REQUIRED TASK → Express the data as a two-column CSV with the header text,answer, one row for each text and its answer, putting every field in quotation marks and turning line breaks into spaces. Begin at the line that contains "In the scene depicted above, can you spot any sponsor" and stop after the line that contains "300;132;323;142".

LISTING →
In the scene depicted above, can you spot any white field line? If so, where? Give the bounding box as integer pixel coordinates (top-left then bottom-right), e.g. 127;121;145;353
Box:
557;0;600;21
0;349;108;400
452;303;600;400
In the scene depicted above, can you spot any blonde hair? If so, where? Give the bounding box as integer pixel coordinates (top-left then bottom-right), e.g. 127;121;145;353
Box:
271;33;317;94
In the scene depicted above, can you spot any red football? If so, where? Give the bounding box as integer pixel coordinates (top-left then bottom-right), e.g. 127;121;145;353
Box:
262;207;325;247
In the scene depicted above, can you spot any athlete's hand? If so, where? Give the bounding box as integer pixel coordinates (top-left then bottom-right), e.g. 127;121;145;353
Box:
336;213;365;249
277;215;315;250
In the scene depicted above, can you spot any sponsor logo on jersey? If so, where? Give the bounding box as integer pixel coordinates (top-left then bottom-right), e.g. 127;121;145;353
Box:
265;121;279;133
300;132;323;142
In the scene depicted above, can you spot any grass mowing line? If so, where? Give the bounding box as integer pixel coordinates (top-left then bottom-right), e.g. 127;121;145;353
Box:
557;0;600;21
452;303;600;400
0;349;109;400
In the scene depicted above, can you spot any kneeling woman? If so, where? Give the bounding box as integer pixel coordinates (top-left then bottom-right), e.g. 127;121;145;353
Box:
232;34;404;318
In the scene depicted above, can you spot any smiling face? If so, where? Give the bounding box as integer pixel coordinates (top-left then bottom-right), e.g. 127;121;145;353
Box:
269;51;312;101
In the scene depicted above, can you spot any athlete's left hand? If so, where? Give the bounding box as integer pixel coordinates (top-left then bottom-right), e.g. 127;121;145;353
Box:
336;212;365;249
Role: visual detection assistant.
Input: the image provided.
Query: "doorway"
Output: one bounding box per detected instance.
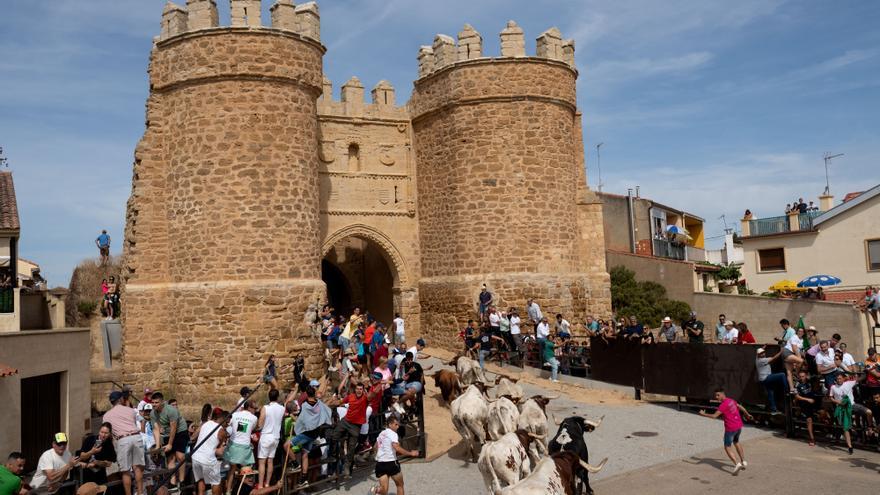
[321,236,394,327]
[21,373,63,472]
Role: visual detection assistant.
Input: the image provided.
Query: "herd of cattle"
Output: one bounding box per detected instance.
[433,356,608,495]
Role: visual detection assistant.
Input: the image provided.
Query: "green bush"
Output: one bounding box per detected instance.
[610,266,691,327]
[76,301,98,316]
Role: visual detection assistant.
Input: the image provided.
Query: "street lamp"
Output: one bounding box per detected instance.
[823,153,843,196]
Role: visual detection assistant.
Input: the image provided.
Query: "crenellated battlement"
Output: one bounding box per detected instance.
[318,76,409,120]
[159,0,321,42]
[417,21,575,78]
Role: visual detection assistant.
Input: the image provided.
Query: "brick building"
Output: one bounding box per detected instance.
[123,0,610,406]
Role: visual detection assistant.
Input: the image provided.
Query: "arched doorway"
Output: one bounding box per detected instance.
[321,235,396,326]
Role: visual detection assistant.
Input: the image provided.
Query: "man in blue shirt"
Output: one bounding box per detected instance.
[95,230,110,266]
[623,315,645,338]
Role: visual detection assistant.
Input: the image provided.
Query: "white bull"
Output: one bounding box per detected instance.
[486,397,519,440]
[500,452,608,495]
[516,395,557,458]
[495,375,524,404]
[449,385,489,462]
[477,430,541,495]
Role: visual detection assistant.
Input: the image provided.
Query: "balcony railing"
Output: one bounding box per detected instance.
[749,211,822,235]
[654,239,685,260]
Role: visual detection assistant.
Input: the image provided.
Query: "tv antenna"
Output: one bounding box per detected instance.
[822,152,843,196]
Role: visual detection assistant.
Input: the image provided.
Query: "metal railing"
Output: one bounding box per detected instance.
[749,211,822,235]
[654,239,685,260]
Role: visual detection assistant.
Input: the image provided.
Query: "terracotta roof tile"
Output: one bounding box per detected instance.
[0,172,21,230]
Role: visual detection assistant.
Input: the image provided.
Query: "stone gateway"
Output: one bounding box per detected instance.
[123,0,610,402]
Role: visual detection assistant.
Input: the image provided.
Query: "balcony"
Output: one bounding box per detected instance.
[748,211,822,236]
[654,239,685,261]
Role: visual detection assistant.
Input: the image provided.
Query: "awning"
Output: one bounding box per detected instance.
[0,363,18,378]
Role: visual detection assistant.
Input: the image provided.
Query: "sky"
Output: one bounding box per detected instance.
[0,0,880,286]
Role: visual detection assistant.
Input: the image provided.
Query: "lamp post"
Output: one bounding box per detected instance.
[823,153,843,196]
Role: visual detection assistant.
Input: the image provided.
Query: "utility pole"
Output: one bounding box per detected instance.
[823,152,843,196]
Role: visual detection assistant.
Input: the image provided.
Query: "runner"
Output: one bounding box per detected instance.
[370,416,419,495]
[700,388,754,474]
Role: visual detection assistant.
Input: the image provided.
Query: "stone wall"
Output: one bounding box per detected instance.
[693,292,871,361]
[123,28,324,403]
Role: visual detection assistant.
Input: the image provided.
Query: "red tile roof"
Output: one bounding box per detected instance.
[0,172,21,230]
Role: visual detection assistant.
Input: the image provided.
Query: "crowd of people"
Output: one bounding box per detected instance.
[7,304,430,495]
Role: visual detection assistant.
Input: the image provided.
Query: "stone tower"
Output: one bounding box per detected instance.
[410,21,608,346]
[123,0,325,405]
[118,0,610,407]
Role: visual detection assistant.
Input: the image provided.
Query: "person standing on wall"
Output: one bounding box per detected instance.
[95,230,110,266]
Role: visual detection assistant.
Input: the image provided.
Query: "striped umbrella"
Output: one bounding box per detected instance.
[798,275,840,287]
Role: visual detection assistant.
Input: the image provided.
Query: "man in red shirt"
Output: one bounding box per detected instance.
[327,375,381,478]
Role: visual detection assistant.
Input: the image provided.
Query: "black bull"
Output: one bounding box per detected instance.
[548,416,602,494]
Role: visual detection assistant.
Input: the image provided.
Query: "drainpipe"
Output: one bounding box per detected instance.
[626,188,636,254]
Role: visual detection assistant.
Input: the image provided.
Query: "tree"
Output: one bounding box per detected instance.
[610,266,691,326]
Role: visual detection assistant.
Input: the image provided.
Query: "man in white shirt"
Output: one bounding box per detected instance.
[257,394,284,488]
[392,313,406,345]
[554,313,571,339]
[535,316,550,366]
[223,399,258,491]
[31,433,79,492]
[721,320,739,344]
[526,299,544,334]
[816,340,838,389]
[192,410,227,495]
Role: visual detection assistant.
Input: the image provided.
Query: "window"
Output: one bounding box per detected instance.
[758,248,785,272]
[865,239,880,270]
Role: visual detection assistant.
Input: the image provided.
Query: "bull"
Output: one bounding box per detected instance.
[516,395,558,457]
[449,383,489,462]
[486,397,519,440]
[432,370,461,404]
[495,375,524,404]
[547,416,605,494]
[448,355,489,387]
[501,452,608,495]
[477,430,541,495]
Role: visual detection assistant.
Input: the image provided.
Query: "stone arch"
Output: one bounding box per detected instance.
[321,224,412,288]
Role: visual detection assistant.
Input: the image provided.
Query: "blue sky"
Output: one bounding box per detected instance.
[0,0,880,285]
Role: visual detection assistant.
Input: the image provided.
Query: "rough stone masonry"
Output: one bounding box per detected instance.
[123,0,610,410]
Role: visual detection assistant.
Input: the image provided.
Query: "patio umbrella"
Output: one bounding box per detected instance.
[798,275,840,287]
[770,280,800,292]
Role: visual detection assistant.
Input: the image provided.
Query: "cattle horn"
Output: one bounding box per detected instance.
[584,414,605,430]
[578,457,608,474]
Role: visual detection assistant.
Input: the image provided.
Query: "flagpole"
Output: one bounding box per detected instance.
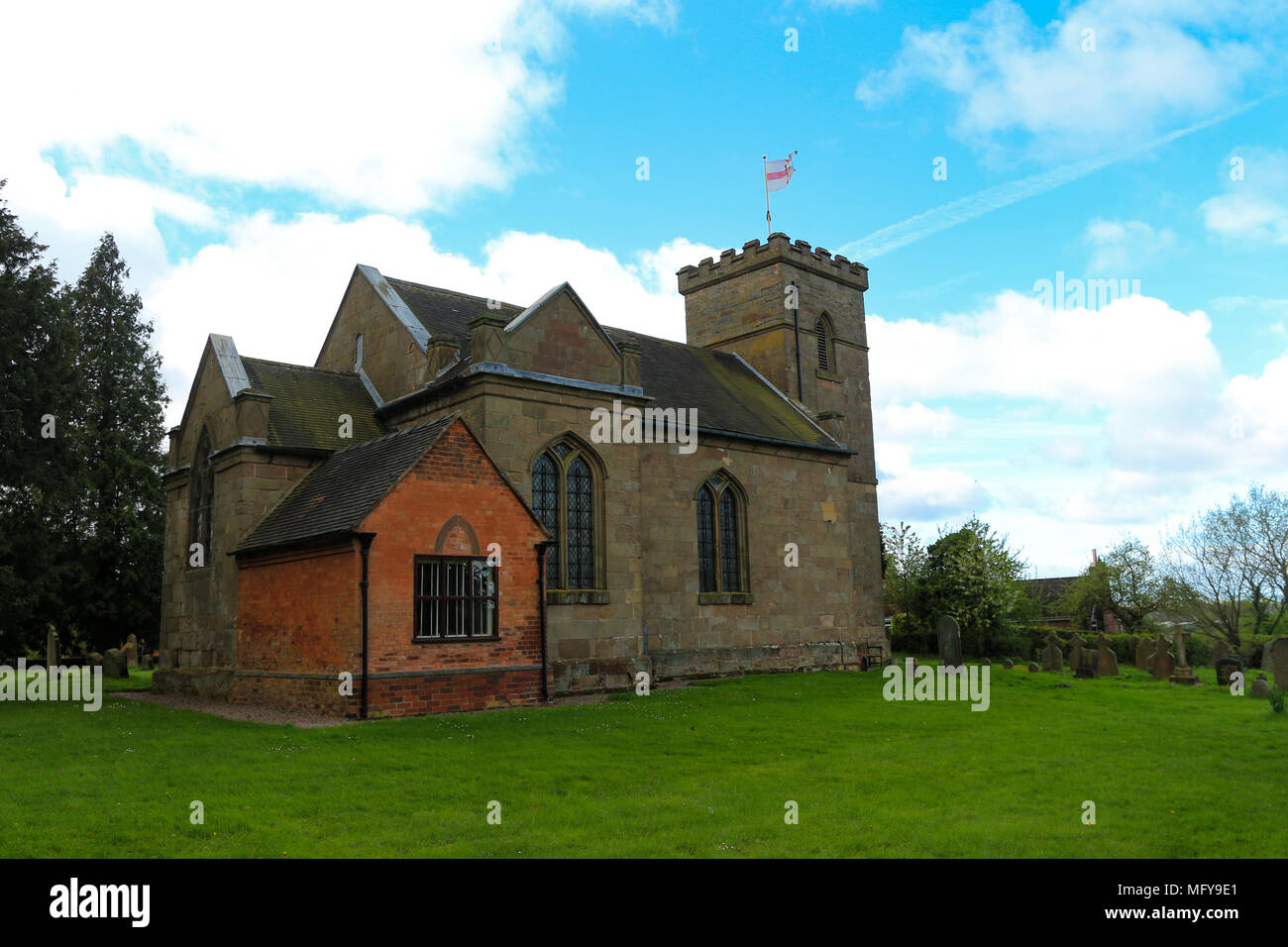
[760,155,774,239]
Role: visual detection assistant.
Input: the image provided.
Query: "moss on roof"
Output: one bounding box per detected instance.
[242,357,385,451]
[386,277,840,450]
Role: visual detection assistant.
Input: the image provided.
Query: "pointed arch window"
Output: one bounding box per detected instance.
[184,428,215,562]
[814,316,836,372]
[697,474,747,601]
[532,437,605,600]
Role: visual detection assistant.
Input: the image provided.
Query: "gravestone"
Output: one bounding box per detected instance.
[1069,648,1100,678]
[1069,631,1087,673]
[1149,634,1176,681]
[1267,638,1288,690]
[46,625,61,674]
[103,648,130,678]
[1042,631,1064,672]
[1167,629,1199,684]
[1216,657,1243,686]
[1096,633,1118,678]
[1136,638,1154,672]
[935,614,965,668]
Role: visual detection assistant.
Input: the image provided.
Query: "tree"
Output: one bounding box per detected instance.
[915,517,1025,655]
[67,235,167,647]
[881,522,926,613]
[0,181,80,657]
[1063,536,1176,634]
[1167,483,1288,647]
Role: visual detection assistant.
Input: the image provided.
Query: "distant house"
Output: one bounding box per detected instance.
[1019,549,1124,635]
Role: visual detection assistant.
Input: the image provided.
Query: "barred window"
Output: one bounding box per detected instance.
[188,428,215,562]
[697,474,747,592]
[532,437,602,590]
[415,557,497,642]
[814,316,834,371]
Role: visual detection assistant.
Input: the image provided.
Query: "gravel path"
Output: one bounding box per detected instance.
[116,691,357,727]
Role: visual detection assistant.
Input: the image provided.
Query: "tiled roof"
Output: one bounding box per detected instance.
[386,277,523,348]
[386,277,838,450]
[237,414,458,553]
[241,357,385,451]
[605,329,837,449]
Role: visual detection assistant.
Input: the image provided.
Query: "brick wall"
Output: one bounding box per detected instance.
[235,423,545,716]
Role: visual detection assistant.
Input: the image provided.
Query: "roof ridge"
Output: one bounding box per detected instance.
[385,275,524,312]
[241,356,361,380]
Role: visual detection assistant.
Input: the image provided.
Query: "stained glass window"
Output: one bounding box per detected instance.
[698,487,717,591]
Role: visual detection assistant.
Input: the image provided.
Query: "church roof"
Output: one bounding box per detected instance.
[385,277,840,451]
[237,414,458,553]
[241,356,385,451]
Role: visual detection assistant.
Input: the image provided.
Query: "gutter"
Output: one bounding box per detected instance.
[355,532,376,720]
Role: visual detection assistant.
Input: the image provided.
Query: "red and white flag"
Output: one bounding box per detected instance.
[765,151,796,193]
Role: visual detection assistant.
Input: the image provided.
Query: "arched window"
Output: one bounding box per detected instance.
[532,437,602,588]
[814,316,836,371]
[697,474,747,592]
[184,428,215,562]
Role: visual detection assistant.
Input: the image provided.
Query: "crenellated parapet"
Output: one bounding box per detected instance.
[677,233,868,295]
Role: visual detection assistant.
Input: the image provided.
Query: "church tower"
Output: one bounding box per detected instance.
[677,233,883,637]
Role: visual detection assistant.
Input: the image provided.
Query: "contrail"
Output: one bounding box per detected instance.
[837,91,1280,262]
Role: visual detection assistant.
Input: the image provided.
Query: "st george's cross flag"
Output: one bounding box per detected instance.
[765,151,796,193]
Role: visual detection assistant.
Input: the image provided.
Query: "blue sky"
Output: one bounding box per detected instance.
[0,0,1288,575]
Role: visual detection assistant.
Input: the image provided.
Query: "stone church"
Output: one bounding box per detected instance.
[155,233,888,716]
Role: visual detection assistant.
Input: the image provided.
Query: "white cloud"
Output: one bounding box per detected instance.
[855,0,1284,156]
[1199,149,1288,245]
[1082,218,1176,271]
[0,0,674,211]
[143,214,718,423]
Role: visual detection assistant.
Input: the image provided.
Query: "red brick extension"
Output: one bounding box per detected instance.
[233,420,546,716]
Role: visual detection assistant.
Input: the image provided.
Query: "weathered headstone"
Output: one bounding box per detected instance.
[1149,634,1176,681]
[1167,629,1199,684]
[1261,638,1283,672]
[1042,631,1064,672]
[1096,633,1118,678]
[103,648,130,678]
[121,635,139,668]
[1216,657,1243,686]
[1136,638,1154,672]
[46,625,61,674]
[1267,638,1288,690]
[1069,648,1100,678]
[935,614,966,668]
[1069,631,1087,672]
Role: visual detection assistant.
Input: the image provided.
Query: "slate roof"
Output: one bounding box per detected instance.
[386,277,840,450]
[236,414,458,553]
[241,357,386,451]
[385,277,524,347]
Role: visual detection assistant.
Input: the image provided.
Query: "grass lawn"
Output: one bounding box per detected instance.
[0,666,1288,858]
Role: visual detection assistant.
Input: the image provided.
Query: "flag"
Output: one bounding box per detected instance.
[765,151,796,193]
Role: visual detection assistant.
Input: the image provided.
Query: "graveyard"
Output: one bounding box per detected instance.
[0,648,1288,858]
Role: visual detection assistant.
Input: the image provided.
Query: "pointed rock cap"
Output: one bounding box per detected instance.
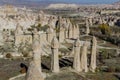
[92,36,97,45]
[74,38,80,47]
[32,40,40,50]
[15,23,23,34]
[51,37,59,48]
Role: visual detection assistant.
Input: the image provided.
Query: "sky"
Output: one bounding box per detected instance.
[31,0,120,4]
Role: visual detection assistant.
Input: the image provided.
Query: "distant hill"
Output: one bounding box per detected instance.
[113,0,120,5]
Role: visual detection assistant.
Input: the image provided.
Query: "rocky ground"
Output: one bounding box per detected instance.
[0,57,120,80]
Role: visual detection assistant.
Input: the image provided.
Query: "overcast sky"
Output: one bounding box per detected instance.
[31,0,120,4]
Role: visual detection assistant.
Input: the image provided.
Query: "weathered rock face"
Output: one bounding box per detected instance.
[33,28,40,42]
[26,41,44,80]
[33,41,41,71]
[73,38,81,72]
[68,24,73,38]
[81,42,88,72]
[90,37,97,72]
[47,27,55,43]
[86,19,90,35]
[51,37,59,73]
[26,61,44,80]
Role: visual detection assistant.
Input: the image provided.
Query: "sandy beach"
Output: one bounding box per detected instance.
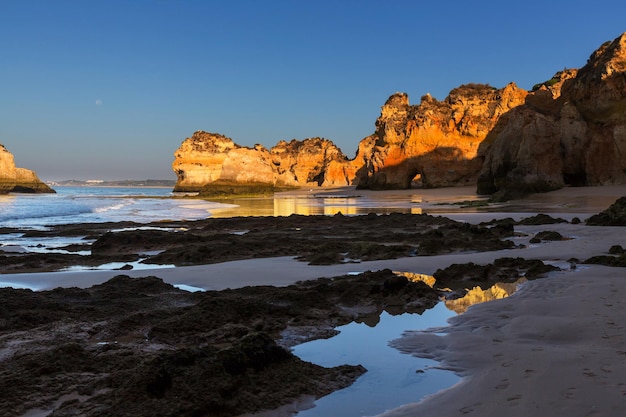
[0,187,626,417]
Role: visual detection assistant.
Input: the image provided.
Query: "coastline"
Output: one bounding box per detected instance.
[0,187,626,417]
[382,265,626,417]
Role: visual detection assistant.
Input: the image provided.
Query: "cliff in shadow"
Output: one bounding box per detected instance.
[172,34,626,199]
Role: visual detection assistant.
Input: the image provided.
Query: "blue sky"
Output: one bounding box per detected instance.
[0,0,626,180]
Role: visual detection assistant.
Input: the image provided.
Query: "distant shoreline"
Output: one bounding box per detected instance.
[46,179,176,188]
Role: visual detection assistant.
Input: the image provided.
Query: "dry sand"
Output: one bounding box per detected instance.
[0,187,626,417]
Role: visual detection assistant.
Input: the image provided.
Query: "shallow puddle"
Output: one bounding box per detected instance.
[293,303,460,417]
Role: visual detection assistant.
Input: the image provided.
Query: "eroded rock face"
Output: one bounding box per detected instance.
[172,131,354,191]
[359,83,527,189]
[0,145,54,194]
[477,34,626,199]
[173,34,626,195]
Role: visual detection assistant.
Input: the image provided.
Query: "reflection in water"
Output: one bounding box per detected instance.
[204,194,438,217]
[445,278,528,314]
[293,303,459,417]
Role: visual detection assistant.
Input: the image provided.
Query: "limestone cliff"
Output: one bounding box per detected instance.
[0,145,55,194]
[359,83,527,189]
[172,131,354,191]
[477,34,626,199]
[172,34,626,198]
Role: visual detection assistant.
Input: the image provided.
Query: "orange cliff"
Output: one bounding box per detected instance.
[172,34,626,198]
[0,145,55,194]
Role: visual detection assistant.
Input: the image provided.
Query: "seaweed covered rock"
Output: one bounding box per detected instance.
[585,197,626,226]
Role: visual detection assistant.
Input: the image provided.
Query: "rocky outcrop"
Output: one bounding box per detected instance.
[0,145,55,194]
[172,131,355,191]
[173,34,626,195]
[359,83,527,189]
[477,34,626,199]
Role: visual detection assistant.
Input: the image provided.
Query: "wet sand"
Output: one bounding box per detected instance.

ANSWER →
text,answer
"In the scene depicted above, can you spot any sponsor logo on jersey? If so, where? Give the bounding box as integer pixel coordinates (top-left then bottom-right), e.g. 127;121;145;353 Box:","265;121;279;133 300;132;323;142"